Entries from a point annotation set:
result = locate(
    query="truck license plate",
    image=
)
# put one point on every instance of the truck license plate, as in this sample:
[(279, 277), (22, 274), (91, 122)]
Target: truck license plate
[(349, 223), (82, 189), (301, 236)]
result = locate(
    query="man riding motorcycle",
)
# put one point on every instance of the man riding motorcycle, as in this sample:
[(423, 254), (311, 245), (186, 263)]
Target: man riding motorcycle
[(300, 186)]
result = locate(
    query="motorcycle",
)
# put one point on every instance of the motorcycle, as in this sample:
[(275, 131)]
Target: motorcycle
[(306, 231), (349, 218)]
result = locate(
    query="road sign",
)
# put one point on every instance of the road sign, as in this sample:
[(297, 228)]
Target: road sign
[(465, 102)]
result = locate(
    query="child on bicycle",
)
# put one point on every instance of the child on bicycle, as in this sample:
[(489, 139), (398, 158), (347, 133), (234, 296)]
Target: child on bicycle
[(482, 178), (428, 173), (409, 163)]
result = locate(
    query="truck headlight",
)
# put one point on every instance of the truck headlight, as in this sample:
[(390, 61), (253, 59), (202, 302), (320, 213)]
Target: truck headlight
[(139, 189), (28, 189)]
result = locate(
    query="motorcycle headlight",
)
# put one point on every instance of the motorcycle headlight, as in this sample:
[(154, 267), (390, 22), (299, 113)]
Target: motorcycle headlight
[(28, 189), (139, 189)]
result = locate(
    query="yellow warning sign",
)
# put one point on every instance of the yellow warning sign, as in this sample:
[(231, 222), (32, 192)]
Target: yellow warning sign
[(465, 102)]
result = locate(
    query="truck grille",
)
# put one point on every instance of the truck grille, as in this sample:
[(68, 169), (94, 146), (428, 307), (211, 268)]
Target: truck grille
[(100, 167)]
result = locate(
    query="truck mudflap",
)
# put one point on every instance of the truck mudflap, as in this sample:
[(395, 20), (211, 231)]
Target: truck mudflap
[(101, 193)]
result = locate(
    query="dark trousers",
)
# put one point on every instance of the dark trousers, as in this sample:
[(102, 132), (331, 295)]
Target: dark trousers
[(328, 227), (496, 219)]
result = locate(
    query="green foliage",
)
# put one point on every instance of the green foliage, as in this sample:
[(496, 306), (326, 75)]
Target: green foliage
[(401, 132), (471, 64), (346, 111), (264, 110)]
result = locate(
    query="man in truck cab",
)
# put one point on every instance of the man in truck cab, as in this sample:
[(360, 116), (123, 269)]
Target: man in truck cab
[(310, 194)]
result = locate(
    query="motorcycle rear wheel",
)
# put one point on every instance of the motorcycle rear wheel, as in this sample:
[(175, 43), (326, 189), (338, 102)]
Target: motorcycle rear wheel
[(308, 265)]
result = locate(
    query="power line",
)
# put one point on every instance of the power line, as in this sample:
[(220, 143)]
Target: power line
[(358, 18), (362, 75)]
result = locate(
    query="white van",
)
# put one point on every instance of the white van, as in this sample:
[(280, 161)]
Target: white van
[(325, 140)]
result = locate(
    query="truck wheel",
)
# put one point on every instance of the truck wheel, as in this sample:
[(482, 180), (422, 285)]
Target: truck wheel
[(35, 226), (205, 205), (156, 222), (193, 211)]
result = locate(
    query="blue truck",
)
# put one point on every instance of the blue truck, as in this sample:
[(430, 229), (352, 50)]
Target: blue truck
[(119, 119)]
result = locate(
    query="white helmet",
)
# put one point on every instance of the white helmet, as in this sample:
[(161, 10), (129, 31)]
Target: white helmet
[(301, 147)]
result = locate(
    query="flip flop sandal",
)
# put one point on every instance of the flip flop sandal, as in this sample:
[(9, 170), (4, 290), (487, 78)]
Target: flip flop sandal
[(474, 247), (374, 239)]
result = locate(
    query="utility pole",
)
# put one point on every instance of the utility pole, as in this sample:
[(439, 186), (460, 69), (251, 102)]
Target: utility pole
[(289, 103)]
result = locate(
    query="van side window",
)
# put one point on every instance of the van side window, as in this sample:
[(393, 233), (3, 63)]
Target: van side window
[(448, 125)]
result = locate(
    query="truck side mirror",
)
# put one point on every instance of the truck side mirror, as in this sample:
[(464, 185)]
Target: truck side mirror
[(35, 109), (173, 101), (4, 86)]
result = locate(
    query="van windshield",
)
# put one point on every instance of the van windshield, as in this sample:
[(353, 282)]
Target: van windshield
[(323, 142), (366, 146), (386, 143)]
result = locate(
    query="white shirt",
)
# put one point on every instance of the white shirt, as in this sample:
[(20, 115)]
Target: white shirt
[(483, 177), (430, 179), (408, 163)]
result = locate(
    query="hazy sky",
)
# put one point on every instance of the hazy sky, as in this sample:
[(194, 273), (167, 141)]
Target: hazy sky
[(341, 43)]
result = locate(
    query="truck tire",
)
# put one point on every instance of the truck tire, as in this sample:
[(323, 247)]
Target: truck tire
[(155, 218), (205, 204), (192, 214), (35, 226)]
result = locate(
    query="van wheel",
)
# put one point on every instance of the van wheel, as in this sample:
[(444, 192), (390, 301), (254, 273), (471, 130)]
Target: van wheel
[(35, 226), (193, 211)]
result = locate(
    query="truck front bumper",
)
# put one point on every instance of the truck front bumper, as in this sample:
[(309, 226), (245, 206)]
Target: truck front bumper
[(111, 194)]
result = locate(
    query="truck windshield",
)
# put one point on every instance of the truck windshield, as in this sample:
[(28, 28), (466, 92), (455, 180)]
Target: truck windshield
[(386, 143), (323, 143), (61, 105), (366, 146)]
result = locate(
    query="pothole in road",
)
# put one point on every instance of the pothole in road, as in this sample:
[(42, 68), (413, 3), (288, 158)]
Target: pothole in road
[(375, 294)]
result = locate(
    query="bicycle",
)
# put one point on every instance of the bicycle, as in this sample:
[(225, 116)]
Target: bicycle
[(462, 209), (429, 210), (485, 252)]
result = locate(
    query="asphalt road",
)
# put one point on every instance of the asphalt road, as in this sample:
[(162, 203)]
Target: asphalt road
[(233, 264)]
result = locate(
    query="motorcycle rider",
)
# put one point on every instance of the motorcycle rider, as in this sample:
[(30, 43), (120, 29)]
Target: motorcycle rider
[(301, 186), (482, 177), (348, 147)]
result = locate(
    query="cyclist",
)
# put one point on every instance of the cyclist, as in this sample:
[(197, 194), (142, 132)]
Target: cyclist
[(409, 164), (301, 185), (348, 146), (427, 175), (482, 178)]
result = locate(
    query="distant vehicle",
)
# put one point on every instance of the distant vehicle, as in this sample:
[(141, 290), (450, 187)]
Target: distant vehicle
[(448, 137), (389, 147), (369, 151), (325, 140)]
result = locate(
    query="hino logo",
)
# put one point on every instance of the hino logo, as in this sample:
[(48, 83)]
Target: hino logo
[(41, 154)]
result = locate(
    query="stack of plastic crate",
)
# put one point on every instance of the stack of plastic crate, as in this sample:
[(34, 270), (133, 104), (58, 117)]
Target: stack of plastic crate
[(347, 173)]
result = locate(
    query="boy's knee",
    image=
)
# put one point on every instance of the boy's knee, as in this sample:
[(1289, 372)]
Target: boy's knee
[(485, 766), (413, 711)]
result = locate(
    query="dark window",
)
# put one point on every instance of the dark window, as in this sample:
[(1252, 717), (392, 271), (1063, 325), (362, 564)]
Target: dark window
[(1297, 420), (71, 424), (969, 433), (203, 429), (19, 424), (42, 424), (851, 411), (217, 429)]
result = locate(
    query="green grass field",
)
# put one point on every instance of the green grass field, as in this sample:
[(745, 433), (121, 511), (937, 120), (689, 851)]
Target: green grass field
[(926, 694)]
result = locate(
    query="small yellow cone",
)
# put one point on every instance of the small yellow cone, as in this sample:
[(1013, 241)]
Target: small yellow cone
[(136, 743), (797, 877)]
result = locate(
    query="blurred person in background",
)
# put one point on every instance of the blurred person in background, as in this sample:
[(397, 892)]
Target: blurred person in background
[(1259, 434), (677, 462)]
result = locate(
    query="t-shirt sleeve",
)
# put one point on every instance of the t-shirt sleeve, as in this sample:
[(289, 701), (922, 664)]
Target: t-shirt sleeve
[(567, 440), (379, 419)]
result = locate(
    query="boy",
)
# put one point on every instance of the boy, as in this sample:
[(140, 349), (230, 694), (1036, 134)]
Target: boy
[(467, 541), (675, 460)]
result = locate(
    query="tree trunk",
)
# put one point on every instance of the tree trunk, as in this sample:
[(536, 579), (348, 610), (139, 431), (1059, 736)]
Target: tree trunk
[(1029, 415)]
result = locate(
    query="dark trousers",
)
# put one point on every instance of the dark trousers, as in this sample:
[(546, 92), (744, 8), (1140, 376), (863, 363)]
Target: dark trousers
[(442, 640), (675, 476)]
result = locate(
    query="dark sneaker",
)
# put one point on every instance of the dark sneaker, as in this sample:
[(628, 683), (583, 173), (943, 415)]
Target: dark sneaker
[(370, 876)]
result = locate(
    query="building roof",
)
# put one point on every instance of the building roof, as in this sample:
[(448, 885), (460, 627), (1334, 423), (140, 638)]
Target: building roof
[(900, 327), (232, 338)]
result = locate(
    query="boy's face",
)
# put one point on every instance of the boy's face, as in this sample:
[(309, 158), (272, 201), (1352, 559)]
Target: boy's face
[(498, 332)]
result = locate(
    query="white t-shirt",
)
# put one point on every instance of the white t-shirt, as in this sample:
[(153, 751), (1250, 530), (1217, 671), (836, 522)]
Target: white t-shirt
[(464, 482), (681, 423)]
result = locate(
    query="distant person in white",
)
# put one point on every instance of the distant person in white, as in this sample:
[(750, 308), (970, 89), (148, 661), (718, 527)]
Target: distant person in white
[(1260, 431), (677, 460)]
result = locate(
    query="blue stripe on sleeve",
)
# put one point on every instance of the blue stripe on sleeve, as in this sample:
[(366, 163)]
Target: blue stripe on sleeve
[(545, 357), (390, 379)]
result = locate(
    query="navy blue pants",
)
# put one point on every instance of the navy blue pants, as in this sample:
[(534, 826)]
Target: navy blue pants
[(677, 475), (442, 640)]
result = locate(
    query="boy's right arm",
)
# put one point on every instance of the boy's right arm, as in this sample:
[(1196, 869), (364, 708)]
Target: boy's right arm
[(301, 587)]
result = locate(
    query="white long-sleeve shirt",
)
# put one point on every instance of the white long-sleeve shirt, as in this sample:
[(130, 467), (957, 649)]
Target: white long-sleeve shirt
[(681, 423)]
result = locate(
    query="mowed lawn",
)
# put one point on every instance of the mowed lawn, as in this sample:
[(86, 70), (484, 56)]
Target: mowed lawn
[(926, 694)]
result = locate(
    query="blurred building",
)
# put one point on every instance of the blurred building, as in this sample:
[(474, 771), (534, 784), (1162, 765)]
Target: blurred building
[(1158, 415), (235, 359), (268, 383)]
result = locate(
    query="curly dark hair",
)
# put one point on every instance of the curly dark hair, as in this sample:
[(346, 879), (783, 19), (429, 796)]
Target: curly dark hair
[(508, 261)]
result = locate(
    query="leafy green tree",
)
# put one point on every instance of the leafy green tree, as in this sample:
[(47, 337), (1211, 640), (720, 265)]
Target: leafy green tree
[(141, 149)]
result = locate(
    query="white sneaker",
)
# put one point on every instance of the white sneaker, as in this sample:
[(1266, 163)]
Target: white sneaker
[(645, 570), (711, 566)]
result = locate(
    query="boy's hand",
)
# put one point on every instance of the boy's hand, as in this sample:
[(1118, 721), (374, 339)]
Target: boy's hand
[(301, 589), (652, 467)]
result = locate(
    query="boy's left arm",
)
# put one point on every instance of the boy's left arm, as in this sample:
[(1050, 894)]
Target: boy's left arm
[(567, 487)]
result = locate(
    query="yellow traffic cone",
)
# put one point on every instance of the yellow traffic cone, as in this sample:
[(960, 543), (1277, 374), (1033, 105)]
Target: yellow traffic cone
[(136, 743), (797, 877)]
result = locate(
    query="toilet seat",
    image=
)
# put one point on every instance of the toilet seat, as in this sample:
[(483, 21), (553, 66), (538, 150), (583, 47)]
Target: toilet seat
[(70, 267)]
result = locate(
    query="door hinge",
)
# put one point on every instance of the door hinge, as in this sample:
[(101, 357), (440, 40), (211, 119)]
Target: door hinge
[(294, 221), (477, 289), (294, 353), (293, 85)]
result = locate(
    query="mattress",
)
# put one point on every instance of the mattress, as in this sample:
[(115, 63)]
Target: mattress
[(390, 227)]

**What is asked**
Collect every line in the records that contains the word "distant", and copy each one in full.

**Task solution**
    query="distant vehicle",
# put one point on every instance of the distant vehicle, as in this sample:
Target: distant vehicle
    query="distant person in white",
# put one point on every instance of the distant person in white, as in this sample:
Target: distant person in white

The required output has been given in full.